- Job
Extract every line below that contains the word "hiking" and copy each one in full.

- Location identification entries
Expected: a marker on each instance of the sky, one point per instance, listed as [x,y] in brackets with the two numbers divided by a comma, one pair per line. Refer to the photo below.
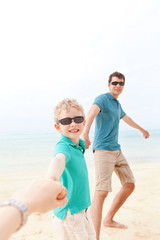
[51,50]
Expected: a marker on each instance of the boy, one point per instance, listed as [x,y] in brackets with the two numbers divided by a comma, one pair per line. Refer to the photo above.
[70,168]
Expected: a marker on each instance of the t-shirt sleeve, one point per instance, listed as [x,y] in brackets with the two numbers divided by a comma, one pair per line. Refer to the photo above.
[99,101]
[122,113]
[62,148]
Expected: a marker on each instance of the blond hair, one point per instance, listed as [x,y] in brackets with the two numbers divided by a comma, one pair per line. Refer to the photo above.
[67,104]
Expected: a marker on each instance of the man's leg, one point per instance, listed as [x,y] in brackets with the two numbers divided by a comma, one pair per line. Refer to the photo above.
[96,210]
[118,201]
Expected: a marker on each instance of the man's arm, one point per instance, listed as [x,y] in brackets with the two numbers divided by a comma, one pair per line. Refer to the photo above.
[131,123]
[94,110]
[56,167]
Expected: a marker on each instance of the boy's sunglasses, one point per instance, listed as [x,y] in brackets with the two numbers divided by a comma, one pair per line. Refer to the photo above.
[116,83]
[67,121]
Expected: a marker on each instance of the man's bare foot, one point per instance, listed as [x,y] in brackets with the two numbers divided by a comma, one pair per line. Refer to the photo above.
[114,224]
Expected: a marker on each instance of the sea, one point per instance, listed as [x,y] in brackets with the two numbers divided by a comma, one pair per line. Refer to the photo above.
[22,153]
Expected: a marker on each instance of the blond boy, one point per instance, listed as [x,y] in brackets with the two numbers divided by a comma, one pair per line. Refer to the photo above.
[69,166]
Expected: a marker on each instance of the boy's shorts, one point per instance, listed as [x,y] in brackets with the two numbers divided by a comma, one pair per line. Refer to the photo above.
[77,226]
[105,163]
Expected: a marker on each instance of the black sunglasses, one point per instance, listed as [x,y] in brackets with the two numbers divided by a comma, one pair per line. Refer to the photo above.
[67,121]
[116,83]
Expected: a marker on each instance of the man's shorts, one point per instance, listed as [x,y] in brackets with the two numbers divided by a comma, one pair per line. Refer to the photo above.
[105,163]
[77,226]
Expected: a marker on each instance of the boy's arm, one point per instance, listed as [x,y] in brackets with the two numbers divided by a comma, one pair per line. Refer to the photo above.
[56,167]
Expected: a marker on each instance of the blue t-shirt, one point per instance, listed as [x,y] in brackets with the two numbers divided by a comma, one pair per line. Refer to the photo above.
[74,177]
[107,123]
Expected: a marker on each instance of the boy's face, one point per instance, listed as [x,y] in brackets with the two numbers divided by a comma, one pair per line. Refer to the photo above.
[73,130]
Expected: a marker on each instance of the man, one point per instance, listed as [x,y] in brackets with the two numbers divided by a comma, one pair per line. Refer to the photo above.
[108,157]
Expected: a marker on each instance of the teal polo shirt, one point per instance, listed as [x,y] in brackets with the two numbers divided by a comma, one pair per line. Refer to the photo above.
[107,123]
[74,177]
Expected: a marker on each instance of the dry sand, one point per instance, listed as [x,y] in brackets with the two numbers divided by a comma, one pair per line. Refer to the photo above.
[141,211]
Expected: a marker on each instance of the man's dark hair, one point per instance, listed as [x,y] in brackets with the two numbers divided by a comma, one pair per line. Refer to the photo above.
[116,74]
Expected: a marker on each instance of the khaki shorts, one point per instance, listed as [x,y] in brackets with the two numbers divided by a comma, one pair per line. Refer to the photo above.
[77,226]
[105,163]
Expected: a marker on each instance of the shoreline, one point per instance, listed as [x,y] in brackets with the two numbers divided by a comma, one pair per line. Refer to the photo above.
[140,212]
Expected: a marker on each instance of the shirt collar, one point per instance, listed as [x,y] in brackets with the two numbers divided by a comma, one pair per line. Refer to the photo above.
[111,97]
[67,140]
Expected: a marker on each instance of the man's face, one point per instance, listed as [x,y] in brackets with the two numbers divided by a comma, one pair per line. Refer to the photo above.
[116,86]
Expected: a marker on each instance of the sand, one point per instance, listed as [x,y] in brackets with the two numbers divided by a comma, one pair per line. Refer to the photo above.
[141,212]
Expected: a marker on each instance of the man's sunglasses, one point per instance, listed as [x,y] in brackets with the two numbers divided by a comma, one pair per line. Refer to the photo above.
[67,121]
[116,83]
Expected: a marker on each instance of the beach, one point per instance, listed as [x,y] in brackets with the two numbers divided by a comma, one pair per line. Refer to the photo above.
[140,212]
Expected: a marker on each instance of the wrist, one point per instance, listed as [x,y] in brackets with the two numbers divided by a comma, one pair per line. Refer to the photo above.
[21,207]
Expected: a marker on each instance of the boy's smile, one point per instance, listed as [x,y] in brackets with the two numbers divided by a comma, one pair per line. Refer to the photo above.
[72,130]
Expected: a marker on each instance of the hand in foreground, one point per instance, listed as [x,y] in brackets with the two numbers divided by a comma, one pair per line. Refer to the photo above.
[146,134]
[86,140]
[42,195]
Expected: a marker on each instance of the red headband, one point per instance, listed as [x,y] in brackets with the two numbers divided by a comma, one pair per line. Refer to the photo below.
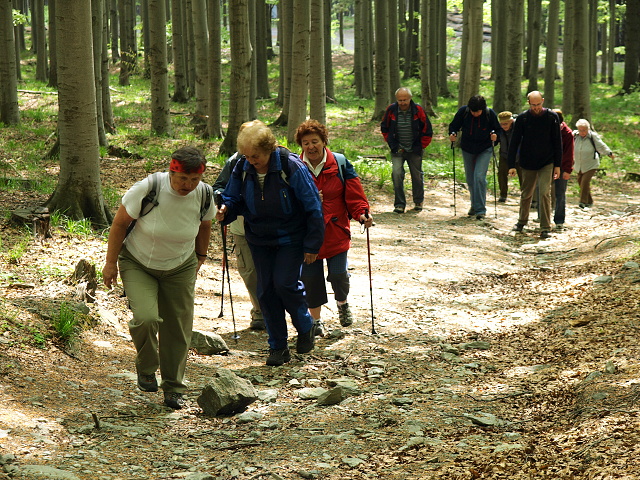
[177,166]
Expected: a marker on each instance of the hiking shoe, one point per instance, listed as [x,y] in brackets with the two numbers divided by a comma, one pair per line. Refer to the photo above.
[320,328]
[147,383]
[174,400]
[257,324]
[345,315]
[278,357]
[306,341]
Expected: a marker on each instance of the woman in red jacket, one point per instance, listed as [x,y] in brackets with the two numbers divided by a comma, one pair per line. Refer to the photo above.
[342,198]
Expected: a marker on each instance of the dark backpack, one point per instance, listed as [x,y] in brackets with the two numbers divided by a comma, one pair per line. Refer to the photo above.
[150,201]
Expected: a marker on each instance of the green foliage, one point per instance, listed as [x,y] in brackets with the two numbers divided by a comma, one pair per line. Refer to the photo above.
[65,324]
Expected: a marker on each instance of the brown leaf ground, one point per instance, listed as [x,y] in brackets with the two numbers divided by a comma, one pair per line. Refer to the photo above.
[439,282]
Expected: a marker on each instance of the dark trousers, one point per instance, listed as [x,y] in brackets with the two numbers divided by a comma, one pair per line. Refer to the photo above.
[280,290]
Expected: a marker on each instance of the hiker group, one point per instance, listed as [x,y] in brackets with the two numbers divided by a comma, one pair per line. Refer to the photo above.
[290,214]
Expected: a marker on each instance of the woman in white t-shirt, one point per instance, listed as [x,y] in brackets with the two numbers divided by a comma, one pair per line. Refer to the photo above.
[158,262]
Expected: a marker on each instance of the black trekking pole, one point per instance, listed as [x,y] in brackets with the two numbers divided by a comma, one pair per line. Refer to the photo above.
[225,260]
[373,325]
[495,198]
[453,156]
[223,231]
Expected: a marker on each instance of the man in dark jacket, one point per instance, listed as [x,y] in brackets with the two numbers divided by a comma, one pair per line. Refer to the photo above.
[408,132]
[536,138]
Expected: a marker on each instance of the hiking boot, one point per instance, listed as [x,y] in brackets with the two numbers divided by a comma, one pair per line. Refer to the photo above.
[147,383]
[306,341]
[345,315]
[320,328]
[174,400]
[278,357]
[257,324]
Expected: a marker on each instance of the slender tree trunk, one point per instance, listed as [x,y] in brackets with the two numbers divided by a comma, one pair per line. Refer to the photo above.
[515,42]
[534,33]
[214,122]
[9,110]
[79,189]
[41,40]
[499,62]
[328,52]
[97,17]
[381,60]
[582,77]
[394,52]
[201,43]
[285,11]
[632,46]
[300,74]
[568,57]
[53,59]
[160,113]
[613,34]
[551,60]
[317,87]
[240,73]
[470,85]
[107,111]
[178,43]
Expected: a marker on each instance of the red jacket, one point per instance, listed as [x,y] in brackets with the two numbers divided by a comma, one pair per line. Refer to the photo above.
[340,202]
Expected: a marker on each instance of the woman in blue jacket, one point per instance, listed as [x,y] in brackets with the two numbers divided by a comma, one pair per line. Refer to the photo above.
[274,192]
[478,126]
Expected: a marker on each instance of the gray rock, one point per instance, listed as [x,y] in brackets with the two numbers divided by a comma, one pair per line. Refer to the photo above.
[36,472]
[248,417]
[311,393]
[349,386]
[268,396]
[226,394]
[603,279]
[208,343]
[332,397]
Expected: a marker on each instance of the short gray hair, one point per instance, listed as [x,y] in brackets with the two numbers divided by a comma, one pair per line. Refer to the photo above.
[583,123]
[404,89]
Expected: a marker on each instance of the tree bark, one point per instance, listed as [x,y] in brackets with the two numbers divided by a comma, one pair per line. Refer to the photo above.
[160,112]
[214,122]
[9,110]
[300,74]
[240,73]
[178,44]
[632,46]
[551,60]
[317,87]
[79,189]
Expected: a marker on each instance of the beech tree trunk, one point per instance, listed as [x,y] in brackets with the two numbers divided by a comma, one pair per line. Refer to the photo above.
[79,190]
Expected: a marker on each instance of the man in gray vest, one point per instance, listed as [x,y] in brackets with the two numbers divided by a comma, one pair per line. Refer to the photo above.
[408,132]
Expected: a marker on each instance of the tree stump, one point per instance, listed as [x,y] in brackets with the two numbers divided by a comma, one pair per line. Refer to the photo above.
[85,279]
[35,217]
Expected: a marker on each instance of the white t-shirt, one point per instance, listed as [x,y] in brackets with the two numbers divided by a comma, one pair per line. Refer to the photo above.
[165,237]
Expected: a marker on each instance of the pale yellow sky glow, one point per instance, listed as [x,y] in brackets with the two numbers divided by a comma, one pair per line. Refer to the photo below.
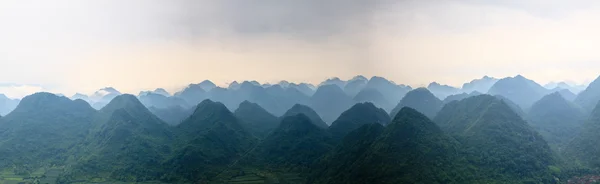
[70,46]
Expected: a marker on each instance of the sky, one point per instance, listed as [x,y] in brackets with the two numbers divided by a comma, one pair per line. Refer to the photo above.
[68,46]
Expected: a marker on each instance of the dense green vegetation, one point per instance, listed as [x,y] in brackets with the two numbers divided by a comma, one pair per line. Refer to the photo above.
[329,101]
[41,131]
[496,140]
[295,145]
[556,119]
[584,148]
[357,116]
[412,149]
[420,99]
[210,140]
[472,139]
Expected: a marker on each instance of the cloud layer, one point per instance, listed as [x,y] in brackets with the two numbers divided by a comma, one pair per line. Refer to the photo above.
[143,44]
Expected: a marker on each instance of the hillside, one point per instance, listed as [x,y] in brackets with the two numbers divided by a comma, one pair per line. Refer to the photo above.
[557,119]
[357,116]
[496,139]
[412,149]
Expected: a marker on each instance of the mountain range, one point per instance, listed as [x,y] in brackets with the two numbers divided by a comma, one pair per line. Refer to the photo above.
[520,132]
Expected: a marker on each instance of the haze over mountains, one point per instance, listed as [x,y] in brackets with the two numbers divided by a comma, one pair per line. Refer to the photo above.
[356,131]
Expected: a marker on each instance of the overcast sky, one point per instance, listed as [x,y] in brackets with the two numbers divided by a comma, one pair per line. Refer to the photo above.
[70,46]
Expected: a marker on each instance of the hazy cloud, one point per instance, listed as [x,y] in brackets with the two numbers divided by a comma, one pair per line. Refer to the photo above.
[81,46]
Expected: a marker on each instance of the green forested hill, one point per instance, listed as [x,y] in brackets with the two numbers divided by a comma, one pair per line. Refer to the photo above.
[358,115]
[412,149]
[496,140]
[41,131]
[209,140]
[557,119]
[295,145]
[584,149]
[132,135]
[588,98]
[335,166]
[421,100]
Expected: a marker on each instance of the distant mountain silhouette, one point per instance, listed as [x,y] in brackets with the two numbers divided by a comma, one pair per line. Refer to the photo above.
[7,104]
[355,85]
[574,88]
[103,96]
[152,99]
[81,96]
[567,94]
[309,112]
[358,115]
[285,98]
[334,81]
[307,89]
[458,97]
[161,91]
[584,148]
[173,115]
[442,91]
[420,99]
[388,89]
[207,85]
[522,91]
[330,101]
[375,97]
[234,85]
[256,119]
[192,94]
[482,85]
[588,98]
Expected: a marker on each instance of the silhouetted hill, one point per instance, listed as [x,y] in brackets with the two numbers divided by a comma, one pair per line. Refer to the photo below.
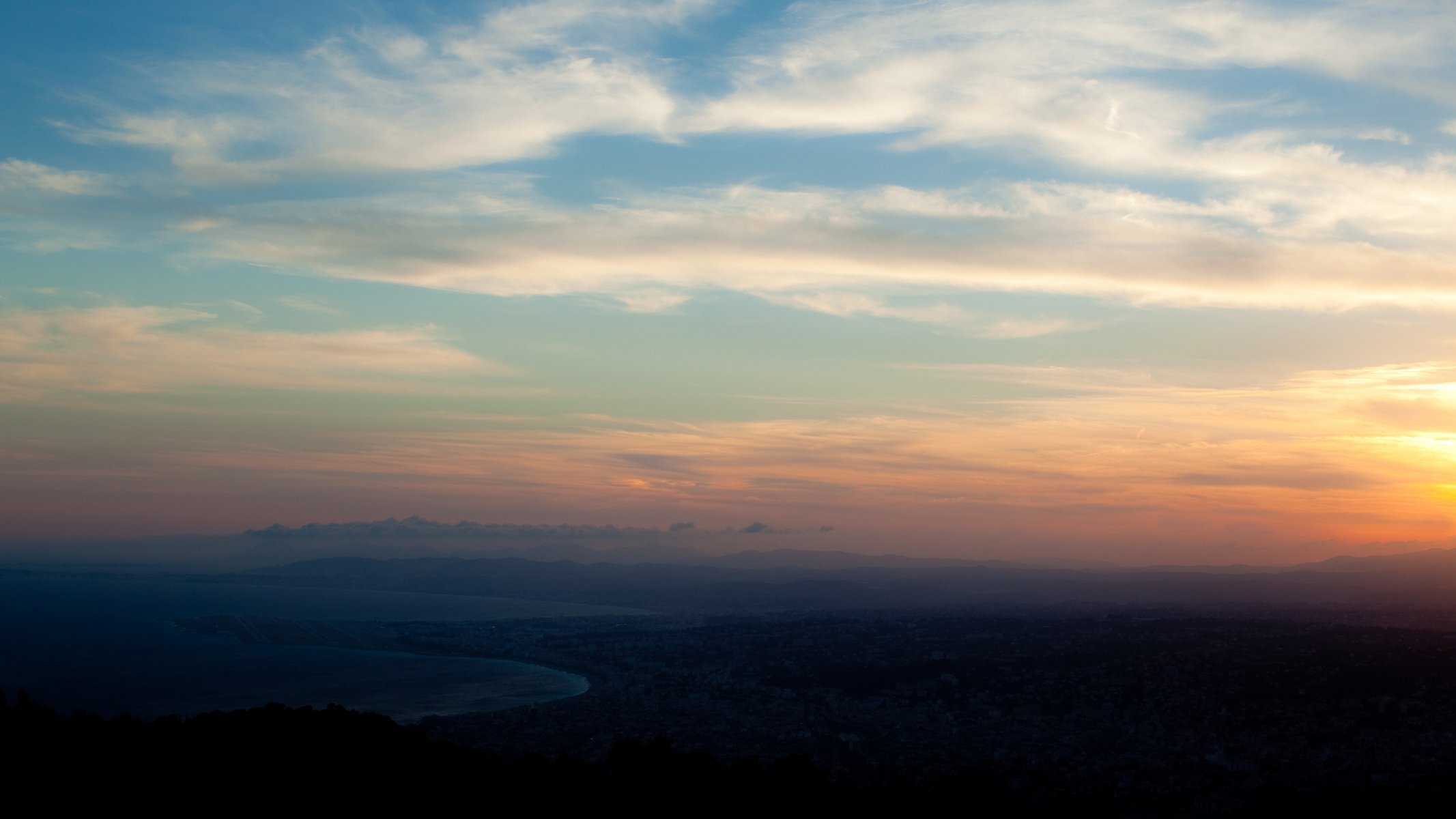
[897,582]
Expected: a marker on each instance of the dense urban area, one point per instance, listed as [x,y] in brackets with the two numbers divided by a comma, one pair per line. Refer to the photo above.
[1203,712]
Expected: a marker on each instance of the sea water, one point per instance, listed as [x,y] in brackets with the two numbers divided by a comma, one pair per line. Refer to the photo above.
[106,645]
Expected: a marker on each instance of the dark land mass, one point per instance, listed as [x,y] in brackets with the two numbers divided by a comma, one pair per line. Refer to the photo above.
[1034,690]
[1109,712]
[1420,579]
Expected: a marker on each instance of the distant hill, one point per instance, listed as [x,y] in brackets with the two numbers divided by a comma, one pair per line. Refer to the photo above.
[788,579]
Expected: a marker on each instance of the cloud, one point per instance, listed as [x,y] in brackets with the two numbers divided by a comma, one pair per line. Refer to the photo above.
[1380,238]
[1267,213]
[375,100]
[309,304]
[1385,136]
[162,349]
[35,178]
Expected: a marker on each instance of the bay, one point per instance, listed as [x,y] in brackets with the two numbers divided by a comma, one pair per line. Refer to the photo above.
[106,645]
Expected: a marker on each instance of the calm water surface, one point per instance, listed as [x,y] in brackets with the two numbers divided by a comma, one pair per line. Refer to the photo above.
[105,645]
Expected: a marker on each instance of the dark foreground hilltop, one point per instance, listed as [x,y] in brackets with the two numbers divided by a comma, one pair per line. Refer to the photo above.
[338,760]
[1111,712]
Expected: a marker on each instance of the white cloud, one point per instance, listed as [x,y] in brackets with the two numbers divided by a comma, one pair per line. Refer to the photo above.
[1359,236]
[377,100]
[35,178]
[159,349]
[1385,136]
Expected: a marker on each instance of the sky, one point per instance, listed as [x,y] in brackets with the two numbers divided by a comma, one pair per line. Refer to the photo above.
[1120,280]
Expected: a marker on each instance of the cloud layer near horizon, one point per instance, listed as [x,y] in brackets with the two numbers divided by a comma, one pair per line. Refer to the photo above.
[993,178]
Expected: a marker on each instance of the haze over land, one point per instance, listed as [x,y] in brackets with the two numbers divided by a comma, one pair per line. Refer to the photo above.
[1134,281]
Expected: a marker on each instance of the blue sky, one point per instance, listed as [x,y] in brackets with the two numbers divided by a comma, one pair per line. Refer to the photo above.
[1129,280]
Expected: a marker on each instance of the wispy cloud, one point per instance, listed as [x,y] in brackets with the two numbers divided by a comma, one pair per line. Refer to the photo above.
[50,354]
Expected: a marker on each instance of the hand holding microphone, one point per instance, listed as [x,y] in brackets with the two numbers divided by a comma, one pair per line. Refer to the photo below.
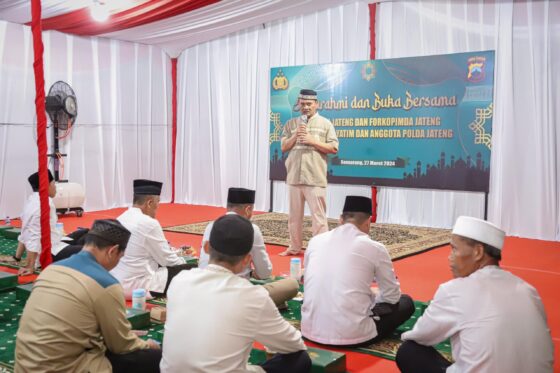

- Solution for this task
Expected: a marker on each instance of the hiking shoe, one point per instance, listed as [x,y] in brackets with the two numbers divided by a comma, one pair per line. Refer to the photo above.
Expected: a marker on each instance of the hiking boot, one point per instance, listed as [x,y] in brackets with the two numbers divided by a comma, one pair per line. Refer to the photo above.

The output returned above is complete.